» **What the task requires**:
Report each line in the listing below that contains the word "jacket", copying every such line in full.

-------- Task inputs

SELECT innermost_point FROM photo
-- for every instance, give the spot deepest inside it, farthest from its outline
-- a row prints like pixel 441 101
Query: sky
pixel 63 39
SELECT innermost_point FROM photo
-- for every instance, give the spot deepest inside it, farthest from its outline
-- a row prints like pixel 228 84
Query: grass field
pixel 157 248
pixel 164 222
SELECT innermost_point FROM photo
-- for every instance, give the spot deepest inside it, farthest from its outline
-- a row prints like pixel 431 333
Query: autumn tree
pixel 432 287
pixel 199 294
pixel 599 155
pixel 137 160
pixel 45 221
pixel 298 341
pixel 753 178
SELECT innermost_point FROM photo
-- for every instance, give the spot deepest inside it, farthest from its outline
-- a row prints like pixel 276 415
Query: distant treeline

----------------
-------- Task inputs

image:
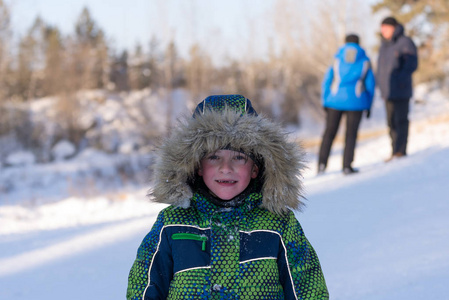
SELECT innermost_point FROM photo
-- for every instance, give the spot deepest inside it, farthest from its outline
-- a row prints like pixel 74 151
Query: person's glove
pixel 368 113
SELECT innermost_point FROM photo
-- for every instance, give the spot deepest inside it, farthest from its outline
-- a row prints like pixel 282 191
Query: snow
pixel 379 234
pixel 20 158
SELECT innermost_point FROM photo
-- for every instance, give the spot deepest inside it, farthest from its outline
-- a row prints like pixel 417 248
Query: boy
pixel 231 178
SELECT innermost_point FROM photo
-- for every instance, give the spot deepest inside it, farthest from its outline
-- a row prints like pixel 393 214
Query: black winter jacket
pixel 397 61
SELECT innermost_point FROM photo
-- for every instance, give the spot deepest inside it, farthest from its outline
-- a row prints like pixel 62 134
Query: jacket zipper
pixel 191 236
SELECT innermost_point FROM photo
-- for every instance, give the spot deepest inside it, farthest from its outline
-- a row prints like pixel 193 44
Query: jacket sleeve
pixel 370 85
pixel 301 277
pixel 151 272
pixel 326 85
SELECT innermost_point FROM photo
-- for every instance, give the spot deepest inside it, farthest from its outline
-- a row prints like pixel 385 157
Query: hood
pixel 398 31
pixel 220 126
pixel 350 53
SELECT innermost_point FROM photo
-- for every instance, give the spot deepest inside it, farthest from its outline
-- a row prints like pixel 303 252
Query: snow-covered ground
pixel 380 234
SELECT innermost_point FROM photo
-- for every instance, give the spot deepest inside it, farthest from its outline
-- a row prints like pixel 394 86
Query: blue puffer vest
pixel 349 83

----------------

» **The result**:
Query: black winter jacket
Query: jacket zipper
Query: jacket sleeve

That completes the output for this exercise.